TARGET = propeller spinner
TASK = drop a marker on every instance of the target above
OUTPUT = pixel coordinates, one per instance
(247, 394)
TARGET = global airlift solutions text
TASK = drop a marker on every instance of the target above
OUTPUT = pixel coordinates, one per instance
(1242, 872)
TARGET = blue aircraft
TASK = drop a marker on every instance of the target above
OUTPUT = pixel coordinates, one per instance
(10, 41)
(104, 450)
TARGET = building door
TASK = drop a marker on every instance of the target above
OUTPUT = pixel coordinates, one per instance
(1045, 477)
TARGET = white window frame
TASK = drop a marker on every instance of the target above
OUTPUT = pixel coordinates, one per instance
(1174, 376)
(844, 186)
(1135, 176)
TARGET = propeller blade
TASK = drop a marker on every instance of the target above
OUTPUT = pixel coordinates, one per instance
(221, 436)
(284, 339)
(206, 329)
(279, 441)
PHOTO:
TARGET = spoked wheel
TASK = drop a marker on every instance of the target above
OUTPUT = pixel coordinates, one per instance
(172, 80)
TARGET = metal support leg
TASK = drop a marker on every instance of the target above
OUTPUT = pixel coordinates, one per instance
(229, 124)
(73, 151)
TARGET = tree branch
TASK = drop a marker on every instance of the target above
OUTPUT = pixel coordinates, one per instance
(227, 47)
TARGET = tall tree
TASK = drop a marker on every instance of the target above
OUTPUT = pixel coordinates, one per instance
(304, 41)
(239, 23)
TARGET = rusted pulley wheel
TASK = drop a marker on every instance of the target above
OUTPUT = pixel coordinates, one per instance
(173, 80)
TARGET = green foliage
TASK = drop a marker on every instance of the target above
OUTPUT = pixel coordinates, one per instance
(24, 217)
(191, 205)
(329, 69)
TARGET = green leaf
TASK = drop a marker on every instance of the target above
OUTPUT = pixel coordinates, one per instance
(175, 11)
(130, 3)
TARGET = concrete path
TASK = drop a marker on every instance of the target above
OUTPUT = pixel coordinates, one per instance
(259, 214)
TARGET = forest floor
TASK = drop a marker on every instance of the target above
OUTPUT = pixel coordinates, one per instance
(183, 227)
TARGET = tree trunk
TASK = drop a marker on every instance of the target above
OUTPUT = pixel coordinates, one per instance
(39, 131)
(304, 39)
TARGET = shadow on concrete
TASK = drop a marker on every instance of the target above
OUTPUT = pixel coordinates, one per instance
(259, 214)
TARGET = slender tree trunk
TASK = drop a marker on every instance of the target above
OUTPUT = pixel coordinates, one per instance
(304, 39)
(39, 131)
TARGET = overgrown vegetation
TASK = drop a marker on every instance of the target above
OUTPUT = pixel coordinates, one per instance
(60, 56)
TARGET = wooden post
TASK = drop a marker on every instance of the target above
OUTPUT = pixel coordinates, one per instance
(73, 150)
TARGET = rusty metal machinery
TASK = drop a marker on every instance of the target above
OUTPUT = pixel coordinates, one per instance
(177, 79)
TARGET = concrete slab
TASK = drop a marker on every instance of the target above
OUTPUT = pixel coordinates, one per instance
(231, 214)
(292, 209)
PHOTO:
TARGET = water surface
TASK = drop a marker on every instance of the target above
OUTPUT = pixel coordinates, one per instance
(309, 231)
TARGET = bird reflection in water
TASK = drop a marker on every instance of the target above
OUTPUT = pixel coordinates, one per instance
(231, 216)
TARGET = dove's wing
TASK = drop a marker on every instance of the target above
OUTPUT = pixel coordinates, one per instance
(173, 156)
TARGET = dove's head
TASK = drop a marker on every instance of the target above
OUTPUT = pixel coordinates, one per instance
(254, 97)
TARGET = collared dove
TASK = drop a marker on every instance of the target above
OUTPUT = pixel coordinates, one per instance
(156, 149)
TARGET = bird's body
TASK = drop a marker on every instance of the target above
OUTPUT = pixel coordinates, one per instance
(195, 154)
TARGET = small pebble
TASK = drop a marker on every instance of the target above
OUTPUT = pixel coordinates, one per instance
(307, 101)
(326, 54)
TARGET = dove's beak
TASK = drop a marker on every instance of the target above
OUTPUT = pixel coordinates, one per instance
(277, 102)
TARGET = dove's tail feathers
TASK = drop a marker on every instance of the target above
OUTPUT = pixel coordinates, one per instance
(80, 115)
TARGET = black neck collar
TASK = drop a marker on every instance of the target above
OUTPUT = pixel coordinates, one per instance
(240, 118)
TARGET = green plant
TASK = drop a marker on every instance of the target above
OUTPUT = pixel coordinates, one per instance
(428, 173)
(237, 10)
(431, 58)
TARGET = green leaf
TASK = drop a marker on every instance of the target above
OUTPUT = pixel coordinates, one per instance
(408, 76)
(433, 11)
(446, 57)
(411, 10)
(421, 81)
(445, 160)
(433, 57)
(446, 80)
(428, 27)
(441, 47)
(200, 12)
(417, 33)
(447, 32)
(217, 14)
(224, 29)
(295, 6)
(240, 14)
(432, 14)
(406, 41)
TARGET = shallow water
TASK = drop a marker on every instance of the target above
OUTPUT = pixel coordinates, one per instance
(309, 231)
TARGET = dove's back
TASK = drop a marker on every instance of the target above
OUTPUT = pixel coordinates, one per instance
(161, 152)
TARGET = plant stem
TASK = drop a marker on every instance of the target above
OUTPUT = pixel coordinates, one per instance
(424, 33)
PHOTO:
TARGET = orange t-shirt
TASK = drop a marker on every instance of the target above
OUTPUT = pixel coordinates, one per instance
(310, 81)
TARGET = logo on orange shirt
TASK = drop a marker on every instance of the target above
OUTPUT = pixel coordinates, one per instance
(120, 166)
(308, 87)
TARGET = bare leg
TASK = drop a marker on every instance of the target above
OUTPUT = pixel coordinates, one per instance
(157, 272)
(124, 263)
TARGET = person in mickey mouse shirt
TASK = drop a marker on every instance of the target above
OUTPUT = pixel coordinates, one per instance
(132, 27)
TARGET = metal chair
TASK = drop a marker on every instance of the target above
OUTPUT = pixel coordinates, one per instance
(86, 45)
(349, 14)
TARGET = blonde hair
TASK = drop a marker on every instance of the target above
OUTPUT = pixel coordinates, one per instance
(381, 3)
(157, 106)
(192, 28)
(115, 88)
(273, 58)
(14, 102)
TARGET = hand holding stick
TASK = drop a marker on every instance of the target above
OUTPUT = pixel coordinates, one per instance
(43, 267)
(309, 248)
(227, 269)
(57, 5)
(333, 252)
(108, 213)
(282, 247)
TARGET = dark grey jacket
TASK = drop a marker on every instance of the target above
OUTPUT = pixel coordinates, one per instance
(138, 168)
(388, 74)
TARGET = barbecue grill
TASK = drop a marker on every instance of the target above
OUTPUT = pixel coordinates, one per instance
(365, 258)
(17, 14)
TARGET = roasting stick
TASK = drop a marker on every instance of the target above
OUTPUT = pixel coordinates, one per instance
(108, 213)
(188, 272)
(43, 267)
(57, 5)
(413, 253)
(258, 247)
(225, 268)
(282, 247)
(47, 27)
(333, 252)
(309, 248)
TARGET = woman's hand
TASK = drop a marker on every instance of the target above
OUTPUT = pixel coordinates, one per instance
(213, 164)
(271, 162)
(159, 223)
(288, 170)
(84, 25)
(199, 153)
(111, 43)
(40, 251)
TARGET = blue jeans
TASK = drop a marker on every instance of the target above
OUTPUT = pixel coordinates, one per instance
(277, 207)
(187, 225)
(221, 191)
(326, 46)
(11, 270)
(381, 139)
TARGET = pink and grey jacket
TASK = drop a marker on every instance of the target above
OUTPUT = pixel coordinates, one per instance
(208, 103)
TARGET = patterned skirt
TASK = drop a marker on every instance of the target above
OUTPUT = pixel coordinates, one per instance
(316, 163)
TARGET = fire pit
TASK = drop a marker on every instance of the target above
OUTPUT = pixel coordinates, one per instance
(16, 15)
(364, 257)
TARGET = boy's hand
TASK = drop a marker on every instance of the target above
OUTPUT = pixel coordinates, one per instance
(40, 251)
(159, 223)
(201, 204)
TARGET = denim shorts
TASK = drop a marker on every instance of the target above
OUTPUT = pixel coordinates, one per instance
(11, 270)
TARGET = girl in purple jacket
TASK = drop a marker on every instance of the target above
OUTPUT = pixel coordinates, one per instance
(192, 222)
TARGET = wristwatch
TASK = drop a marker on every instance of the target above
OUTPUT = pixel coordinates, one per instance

-----

> [TASK PROMPT]: Please give the material again from its start through the line containing "(1242, 872)", replacing "drop a marker" with "place a pin" and leaving everything else unchanged.

> [ANSWER TO THIS PROBLEM]:
TARGET = propeller spinner
TASK = place a pin on every instance of the target above
OUTPUT = pixel coordinates, one per instance
(247, 394)
TARGET = global airlift solutions text
TASK = place a pin on every instance of the target above
OUTPUT = pixel coordinates, one per instance
(1242, 872)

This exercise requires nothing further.